**PROBLEM TO WORK ON**
Retype every record below exactly as it is written.

=== Section Start ===

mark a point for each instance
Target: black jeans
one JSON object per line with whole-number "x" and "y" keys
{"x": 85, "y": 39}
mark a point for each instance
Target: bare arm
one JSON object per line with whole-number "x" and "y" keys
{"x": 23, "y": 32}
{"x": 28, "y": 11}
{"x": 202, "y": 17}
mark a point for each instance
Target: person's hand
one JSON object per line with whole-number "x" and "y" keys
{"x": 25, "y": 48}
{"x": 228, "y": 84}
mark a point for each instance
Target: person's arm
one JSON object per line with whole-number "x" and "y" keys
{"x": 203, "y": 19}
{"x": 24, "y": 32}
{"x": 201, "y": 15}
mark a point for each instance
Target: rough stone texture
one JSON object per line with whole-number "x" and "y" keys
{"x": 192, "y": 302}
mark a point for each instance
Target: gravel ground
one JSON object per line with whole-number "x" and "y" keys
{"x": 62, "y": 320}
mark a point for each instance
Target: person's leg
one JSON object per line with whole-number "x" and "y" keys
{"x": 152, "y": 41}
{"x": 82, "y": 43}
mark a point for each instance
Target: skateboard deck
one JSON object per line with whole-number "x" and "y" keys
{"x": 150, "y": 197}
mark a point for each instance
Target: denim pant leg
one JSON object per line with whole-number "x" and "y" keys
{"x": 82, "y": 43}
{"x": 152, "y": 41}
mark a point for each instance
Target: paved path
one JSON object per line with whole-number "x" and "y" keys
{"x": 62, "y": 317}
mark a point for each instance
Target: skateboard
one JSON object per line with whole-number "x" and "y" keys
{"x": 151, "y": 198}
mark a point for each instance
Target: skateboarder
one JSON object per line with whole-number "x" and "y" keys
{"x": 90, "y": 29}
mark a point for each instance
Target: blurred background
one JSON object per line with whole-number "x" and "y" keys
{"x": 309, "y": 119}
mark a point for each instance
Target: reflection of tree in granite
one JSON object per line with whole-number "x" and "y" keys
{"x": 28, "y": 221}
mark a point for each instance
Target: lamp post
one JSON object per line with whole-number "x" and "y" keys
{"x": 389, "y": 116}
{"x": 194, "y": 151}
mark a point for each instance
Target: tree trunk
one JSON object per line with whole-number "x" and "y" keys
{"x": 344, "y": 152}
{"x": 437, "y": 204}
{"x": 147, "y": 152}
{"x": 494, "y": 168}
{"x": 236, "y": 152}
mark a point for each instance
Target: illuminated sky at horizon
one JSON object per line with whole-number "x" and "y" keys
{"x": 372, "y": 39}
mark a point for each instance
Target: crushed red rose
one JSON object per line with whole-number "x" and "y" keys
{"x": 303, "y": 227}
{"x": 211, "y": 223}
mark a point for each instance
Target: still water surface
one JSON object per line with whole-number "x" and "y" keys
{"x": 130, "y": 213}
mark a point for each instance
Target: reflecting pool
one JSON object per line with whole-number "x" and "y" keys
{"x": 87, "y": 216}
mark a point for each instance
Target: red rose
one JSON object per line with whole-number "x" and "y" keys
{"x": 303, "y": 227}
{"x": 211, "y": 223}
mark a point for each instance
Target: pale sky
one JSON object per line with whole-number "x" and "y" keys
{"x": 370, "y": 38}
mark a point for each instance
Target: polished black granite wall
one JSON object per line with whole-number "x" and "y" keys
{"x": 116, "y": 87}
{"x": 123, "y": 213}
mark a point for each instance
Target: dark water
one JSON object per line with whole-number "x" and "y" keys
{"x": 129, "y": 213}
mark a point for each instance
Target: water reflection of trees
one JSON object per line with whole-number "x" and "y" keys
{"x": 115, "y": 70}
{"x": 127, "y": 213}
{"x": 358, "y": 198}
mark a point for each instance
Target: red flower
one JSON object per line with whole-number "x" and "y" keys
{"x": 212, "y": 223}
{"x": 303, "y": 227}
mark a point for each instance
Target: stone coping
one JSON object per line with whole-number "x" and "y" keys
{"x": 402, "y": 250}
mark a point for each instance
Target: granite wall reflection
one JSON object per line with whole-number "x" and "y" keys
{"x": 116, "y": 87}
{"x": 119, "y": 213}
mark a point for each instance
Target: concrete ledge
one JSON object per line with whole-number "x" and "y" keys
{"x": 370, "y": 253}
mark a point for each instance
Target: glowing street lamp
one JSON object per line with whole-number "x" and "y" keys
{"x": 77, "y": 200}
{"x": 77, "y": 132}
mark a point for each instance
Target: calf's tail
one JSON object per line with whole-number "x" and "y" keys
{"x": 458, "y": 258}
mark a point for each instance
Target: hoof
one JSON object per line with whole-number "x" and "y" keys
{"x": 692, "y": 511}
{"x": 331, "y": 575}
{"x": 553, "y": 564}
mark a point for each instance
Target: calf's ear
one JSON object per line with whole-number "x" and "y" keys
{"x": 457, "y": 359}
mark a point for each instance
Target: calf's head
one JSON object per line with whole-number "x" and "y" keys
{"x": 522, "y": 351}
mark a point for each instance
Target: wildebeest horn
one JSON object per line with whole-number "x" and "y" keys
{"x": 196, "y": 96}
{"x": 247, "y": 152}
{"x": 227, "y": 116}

=== Section End ===

**WRITTEN RESPONSE**
mark a point for each instance
Target: black jeans
one JSON object per line with whole-number "x" and "y" keys
{"x": 85, "y": 39}
mark a point for each instance
Target: bare arm
one JSON object per line with whole-number "x" and "y" keys
{"x": 23, "y": 32}
{"x": 28, "y": 11}
{"x": 202, "y": 17}
mark a point for each instance
Target: person's hand
one JSON object per line with whole-number "x" and "y" keys
{"x": 25, "y": 48}
{"x": 228, "y": 84}
mark a point for each instance
Target: person's arm
one JSON object per line with whole-number "x" and "y" keys
{"x": 203, "y": 19}
{"x": 24, "y": 32}
{"x": 201, "y": 15}
mark a point for each instance
Target: rough stone texture
one JSON object per line with whole-number "x" and "y" keys
{"x": 192, "y": 302}
mark a point for each instance
Target: gravel ground
one JSON object per line with whole-number "x" and "y" keys
{"x": 62, "y": 320}
mark a point for each instance
Target: person's leg
one JSON object per line with whole-number "x" and "y" keys
{"x": 152, "y": 41}
{"x": 82, "y": 43}
mark a point for each instance
Target: skateboard deck
one JSON object per line with whole-number "x" and "y" keys
{"x": 150, "y": 197}
mark a point for each instance
Target: denim pant leg
one JSON object per line with whole-number "x" and "y" keys
{"x": 82, "y": 43}
{"x": 152, "y": 41}
mark a point for each instance
Target: paved path
one JSON object per line with whole-number "x" and "y" keys
{"x": 62, "y": 317}
mark a point for each instance
Target: skateboard
one JSON object per line with whole-number "x" and "y" keys
{"x": 151, "y": 198}
mark a point for each instance
Target: skateboarder
one JSON object per line with whole-number "x" and "y" keys
{"x": 90, "y": 29}
mark a point for each instance
Target: blurred background
one JSON object per line with whole-number "x" and "y" keys
{"x": 309, "y": 119}
mark a point for each instance
Target: reflection of tree in granite
one JSON object per line with whole-number "x" and "y" keys
{"x": 28, "y": 221}
mark a point for each instance
Target: lamp post
one JSON object per line with whole-number "x" and "y" keys
{"x": 389, "y": 116}
{"x": 194, "y": 151}
mark a point for each instance
Target: tree trunk
one JSON object per line with whole-number "x" and "y" keys
{"x": 344, "y": 152}
{"x": 437, "y": 204}
{"x": 147, "y": 152}
{"x": 494, "y": 168}
{"x": 236, "y": 152}
mark a point for each instance
Target: illuminated sky at horizon
one JSON object per line with whole-number "x" and "y" keys
{"x": 372, "y": 39}
mark a point for each instance
Target: crushed red rose
one JSON object per line with whole-number "x" and "y" keys
{"x": 303, "y": 227}
{"x": 211, "y": 223}
mark a point for each instance
Target: still water surface
one JSON object per line with whole-number "x" and "y" keys
{"x": 130, "y": 213}
mark a point for each instance
Target: reflecting pool
one JSON object per line with whole-number "x" and "y" keys
{"x": 87, "y": 216}
mark a point for each instance
Target: red rose
one JSON object per line with whole-number "x" and "y" keys
{"x": 303, "y": 227}
{"x": 211, "y": 223}
mark a point for each instance
Target: pale sky
one JSON object per line with whole-number "x" and "y" keys
{"x": 370, "y": 38}
mark a point for each instance
Target: polished black granite wall
one JSON object per line with whole-number "x" and "y" keys
{"x": 116, "y": 87}
{"x": 123, "y": 213}
mark a point for each instance
Target: dark water
one JSON object per line with whole-number "x" and "y" keys
{"x": 129, "y": 213}
mark a point for each instance
Target: water reflection of trees
one JSON object per line with whole-number "x" and "y" keys
{"x": 115, "y": 70}
{"x": 127, "y": 213}
{"x": 358, "y": 198}
mark a point for each instance
Target: red flower
one JSON object per line with whole-number "x" and "y" keys
{"x": 212, "y": 223}
{"x": 303, "y": 227}
mark a point for each instance
Target: stone coping
one JSON object per line with whole-number "x" and "y" keys
{"x": 402, "y": 250}
mark a point for each instance
Target: granite wall reflection
one JSON object per line with whole-number "x" and "y" keys
{"x": 116, "y": 87}
{"x": 119, "y": 213}
mark a point for each instance
Target: concrete ledge
one JSON object per line with whole-number "x" and "y" keys
{"x": 370, "y": 253}
mark a point for each instance
Target: glowing street lamp
one JSON object per line with whole-number "x" and "y" keys
{"x": 77, "y": 200}
{"x": 77, "y": 132}
mark a point for each instance
Target: calf's tail
one JSON object per line with whole-number "x" and "y" keys
{"x": 458, "y": 258}
mark a point for each instance
Target: hoof
one JSON object per line with whole-number "x" and "y" keys
{"x": 692, "y": 511}
{"x": 331, "y": 575}
{"x": 553, "y": 564}
mark a point for each instance
Target: calf's ear
one JSON object per line with whole-number "x" and "y" keys
{"x": 457, "y": 359}
mark a point for each instance
Target: calf's head
one JSON object per line with whole-number "x" and "y" keys
{"x": 522, "y": 351}
mark a point for each instance
Target: wildebeest horn
one JSON object per line with whole-number "x" and "y" keys
{"x": 196, "y": 96}
{"x": 247, "y": 152}
{"x": 227, "y": 116}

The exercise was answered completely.